== Exercise ==
Go through the data and copy every line exactly, but not the images.

------ Exercise materials

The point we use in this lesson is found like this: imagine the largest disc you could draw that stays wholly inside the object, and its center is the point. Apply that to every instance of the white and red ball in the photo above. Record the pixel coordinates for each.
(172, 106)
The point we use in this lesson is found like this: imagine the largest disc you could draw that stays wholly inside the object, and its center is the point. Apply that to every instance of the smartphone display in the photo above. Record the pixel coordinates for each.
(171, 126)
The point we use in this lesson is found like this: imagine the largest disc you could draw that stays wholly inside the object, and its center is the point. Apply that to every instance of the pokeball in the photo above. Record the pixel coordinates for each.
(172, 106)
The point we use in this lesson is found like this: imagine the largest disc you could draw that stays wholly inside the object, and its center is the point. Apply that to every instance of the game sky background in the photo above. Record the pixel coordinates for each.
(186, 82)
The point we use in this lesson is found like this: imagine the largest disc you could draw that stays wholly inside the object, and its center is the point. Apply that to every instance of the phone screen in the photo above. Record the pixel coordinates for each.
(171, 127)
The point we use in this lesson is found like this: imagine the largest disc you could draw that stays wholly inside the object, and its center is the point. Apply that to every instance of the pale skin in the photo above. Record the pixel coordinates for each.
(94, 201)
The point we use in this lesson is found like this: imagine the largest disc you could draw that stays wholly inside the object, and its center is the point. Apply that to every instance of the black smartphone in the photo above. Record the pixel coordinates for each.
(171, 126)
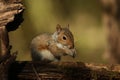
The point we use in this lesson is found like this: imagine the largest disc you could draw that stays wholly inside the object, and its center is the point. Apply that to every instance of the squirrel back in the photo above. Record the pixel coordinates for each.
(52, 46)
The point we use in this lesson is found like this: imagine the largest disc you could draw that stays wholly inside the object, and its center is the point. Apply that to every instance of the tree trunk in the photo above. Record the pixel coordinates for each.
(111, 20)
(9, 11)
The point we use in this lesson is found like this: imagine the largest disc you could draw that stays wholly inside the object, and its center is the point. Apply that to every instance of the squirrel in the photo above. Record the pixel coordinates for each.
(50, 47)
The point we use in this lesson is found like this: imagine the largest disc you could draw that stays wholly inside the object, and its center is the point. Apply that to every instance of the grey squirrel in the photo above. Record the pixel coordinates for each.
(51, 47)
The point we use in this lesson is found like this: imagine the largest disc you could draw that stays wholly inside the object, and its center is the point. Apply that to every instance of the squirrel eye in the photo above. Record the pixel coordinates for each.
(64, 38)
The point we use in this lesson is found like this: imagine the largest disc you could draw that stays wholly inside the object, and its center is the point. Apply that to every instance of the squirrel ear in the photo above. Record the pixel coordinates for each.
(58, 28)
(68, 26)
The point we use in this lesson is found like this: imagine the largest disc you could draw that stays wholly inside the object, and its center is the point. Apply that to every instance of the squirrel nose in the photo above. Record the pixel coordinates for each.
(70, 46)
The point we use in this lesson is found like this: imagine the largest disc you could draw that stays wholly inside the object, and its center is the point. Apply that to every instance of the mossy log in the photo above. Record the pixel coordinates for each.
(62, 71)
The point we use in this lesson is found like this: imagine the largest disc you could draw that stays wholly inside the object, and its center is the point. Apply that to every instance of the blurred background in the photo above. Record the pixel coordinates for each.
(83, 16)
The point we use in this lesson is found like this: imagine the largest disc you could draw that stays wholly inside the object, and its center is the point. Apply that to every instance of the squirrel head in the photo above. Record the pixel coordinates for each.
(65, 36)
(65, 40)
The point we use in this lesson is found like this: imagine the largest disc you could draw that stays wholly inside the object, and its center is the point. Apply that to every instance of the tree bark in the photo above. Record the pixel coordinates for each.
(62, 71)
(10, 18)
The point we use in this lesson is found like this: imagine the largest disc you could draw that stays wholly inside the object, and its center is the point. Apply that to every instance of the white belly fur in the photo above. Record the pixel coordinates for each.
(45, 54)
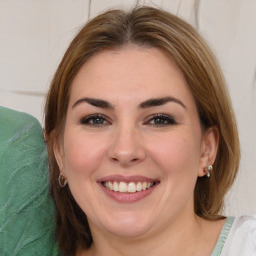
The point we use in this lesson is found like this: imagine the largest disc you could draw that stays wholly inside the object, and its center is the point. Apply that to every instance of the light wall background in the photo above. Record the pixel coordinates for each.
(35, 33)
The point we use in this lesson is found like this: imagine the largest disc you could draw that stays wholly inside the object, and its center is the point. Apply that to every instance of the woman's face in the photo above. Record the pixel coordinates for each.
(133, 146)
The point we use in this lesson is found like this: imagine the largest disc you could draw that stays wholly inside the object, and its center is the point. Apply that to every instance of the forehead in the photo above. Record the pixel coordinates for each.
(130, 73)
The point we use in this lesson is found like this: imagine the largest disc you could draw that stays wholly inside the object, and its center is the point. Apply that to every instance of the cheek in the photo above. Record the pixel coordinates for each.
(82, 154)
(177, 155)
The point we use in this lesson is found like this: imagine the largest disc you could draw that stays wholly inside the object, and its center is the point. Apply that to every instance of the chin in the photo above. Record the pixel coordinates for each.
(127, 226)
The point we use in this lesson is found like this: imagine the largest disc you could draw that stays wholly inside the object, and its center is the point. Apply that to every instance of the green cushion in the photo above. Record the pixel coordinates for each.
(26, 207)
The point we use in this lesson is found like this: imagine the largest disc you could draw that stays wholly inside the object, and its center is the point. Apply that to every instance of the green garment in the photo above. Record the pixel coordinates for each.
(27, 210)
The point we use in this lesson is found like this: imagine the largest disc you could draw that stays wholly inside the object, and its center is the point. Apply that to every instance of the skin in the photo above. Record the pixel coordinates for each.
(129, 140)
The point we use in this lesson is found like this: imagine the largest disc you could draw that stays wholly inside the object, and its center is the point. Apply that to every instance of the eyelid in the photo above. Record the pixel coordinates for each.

------------

== Task answer ==
The point we use in this lesson is found like this: imagine the largest disc you could draw that stays wholly inside the object, and its center is the point. Apply that to every instance of the white and red ball in the photo above. Record the pixel coordinates for each.
(172, 106)
The point we use in this lesson is found like this: imagine the largest disc you could draw that stays wholly inside the object, and its center is the point. Apply that to every instance of the smartphone display in the photo above. Record the pixel coordinates for each.
(171, 126)
The point we use in this lesson is found like this: imagine the largest disc you could draw that stays wholly inside the object, and its center is the point. Apply that to every instance of the pokeball in the photo above. Record the pixel coordinates for each.
(172, 106)
The point we use in this lesson is found like this: imagine the largest disc you could draw that stays wholly inside the object, and its center is the point. Apply that to every instance of the game sky background in the photo above. Record the pixel coordinates for each.
(186, 82)
The point we use in this lesson is found like this: imagine the largest disc you could draw that stays wholly inside the object, and its center is the point. Apply that to every instance of the phone screen in the photo above. Record the pixel coordinates for each.
(171, 127)
The point we use in this lesson is found like this: imagine the largest disc you could draw that stays wholly inside the object, and its center is the point. Apply that to every instance of the pale skin in the photo above. Record the pixel coordinates for each.
(94, 201)
The point we use in this lesson is found like this: imagine the largest disc you could draw that stays wholly inside the object, and its center is the point. Apply that to every instance of the black smartphone in the photo above. Record the pixel coordinates for each.
(171, 126)
The point we use in this lesson is found like this: imagine the largest disc you could draw that stays wholly inside the object, and its center is the point. Apply that to every instance of the squirrel back in the photo above. Record the pixel coordinates for each.
(52, 46)
The point we use in this lesson is found like this: imagine the largest disc you could draw that stays wholly inside the object, and its center is the point. Apply that to every instance of the tree trunk in the photo above. Record the pixel coordinates for each.
(111, 20)
(9, 11)
The point we use in this lesson is found like this: imagine the largest disc you could draw that stays wholly inside the object, and its center is the point. Apply that to every instance of the squirrel in the photo above. Record the pixel coordinates for each.
(50, 47)
The point we use in this lesson is found like this: imagine the largest disc you could draw that stays wholly inside the object, and its center is the point. Apply that to every instance of the grey squirrel in the photo above. Record the pixel coordinates for each.
(51, 47)
The point we use in this lesson is found like this: imagine the largest disc you could draw that stays wholly inside the object, and its center is the point. Apply that to every instance of the squirrel eye in the photo above. Record the pixel coordinates for each.
(64, 38)
The point we use in this lesson is found like this: imagine the largest disc you could draw that stays wholly inside the object, and its center is the point. Apply that to every instance of the squirrel ear in the photo above. Record the pixel coordinates for each.
(58, 28)
(68, 26)
The point we use in this lesson is found like this: imagine the largest disc you could draw that stays wholly inside the object, and its center is the point. Apply that to every instance of the squirrel nose in the photo above. Record the pixel coordinates for each.
(70, 46)
The point we use in this lesson is found like this: imagine the largest disc you could draw that stays wholly inside the object, and its center is the point. Apply that to every instance of the mossy log in the photo above. Record the pixel coordinates for each.
(62, 71)
The point we use in this lesson is found like this: imagine the largest disc you could draw that stays wholly inside the object, and its center is the point. Apply that to every instance of the blurred background in the photo above. Record the pixel coordinates for each.
(83, 16)
The point we use in this lesson is found like this: imagine the largest disc you could draw that stays wholly inside the object, and its center is the point. Apply that to every instance of the squirrel head in the photo above. Record the pixel coordinates for each.
(65, 36)
(65, 40)
The point we use in this lesson is found like this: imagine the largest disc you could draw that stays wholly inside the object, and its center is the point. Apply that to every instance of the tree bark in the photo above. Record the pixel coordinates for each.
(62, 71)
(10, 18)
The point we use in this lesson is found like this: imagine the largest disc you could draw that stays wholly inside the object, and its center is the point. Apply that to every instance of the white belly fur in the photo above. Record the pixel coordinates for each.
(45, 54)
The point we use in this lesson is found like this: imagine the largest disc you could draw that stays wholly inside the object, and its center is the point. Apply that to every instance of the light wall background in the photo above. Record the pixel coordinates for each.
(35, 33)
The point we use in this lesson is found like this: imagine the largest disc you could draw that stays wholly inside the object, and its center is the point. Apply that to every instance of the woman's face in the photo above. Record the pixel coordinates for each.
(133, 146)
The point we use in this lesson is found like this: imagine the largest disc you could draw that stays wholly inside the object, and its center is the point. Apply that to every instance of the forehead in the photo above. Record the pixel coordinates for each.
(130, 73)
The point we use in this lesson is found like this: imagine the largest disc you could draw that stays wholly inside the object, and its center is the point. Apply that to every instance of the cheek in the photo above. Record the pixel coordinates for each.
(82, 154)
(177, 155)
The point we use in this lesson is found like this: imagine the largest disc you could draw that stays wholly inside the object, and its center is the point. Apply that to every instance of the chin in the photo above. Record the pixel coordinates for each.
(127, 226)
The point we use in this lesson is found like this: imagine the largest disc you could draw that stays wholly inside the object, and its center is the point. Apply that to every instance of the green cushion in the photo above. Record the pixel coordinates for each.
(26, 207)
The point we use in this lesson is found like this: imagine the largest disc you could draw that stays wholly inside the object, and its center is the point. Apply that to every instance of the green garment in the photo above. Record the pixel coordinates for each.
(27, 210)
The point we use in this lesson is found like this: imagine the largest disc you could draw that stays wholly inside the object, and its center is the point. Apply that to every instance of the skin in the photo above. Record the pixel coordinates for each.
(129, 140)
The point we use in this lesson is found like this: imagine the largest disc you could draw that stays wholly inside the object, and its center is the point. Apply that to every instance of the eyelid in the photo above. Record the pixel coordinates for each.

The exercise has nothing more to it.